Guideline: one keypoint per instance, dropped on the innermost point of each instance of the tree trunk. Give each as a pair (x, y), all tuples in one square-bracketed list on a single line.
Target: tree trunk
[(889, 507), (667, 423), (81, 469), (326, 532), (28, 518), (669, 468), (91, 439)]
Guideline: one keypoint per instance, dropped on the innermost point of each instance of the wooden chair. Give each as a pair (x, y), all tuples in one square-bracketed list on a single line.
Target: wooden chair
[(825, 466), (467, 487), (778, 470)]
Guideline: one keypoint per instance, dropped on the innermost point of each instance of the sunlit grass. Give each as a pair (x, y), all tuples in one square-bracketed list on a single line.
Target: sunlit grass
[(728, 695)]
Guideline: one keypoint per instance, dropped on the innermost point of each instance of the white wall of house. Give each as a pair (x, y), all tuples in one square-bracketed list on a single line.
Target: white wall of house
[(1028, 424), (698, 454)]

::::

What to work on
Convert every line of the entries above into a Markdown table with the columns Row and Line, numbering the rows in order and leaving out blank lines.

Complete response
| Row | Line |
|---|---|
| 1 | Guideline: one keypoint per instance, dropped on the innermost point of each instance of the tree trunk. Give each as a pair (x, y), all tuples in one square-bracketed list on a single line. |
| 2 | Target: tree trunk |
| 3 | [(889, 507), (667, 423), (81, 469), (326, 532), (28, 518), (669, 468), (91, 439)] |
| 4 | Guideline: one keypoint per instance, dropped on the innermost point of each instance of the wooden chair. Give each as a pair (x, y), all tuples in one square-bracketed list on a single line. |
| 5 | Target: wooden chair |
| 6 | [(825, 466), (467, 487), (778, 470)] |
| 7 | Guideline: one keypoint per instance, dropped on the innermost point of each instance of the sunlit grass. Give each as a pair (x, y), all tuples in one square-bracketed list on a single line. |
| 8 | Target: sunlit grass |
| 9 | [(728, 695)] |
| 10 | Guideline: one keypoint per instance, dropped on the innermost point of each instance of the white wall of house. Give each as a pair (x, y), all tuples in one square-bracketed list on a single line. |
| 11 | Target: white wall of house |
| 12 | [(1028, 424), (698, 454)] |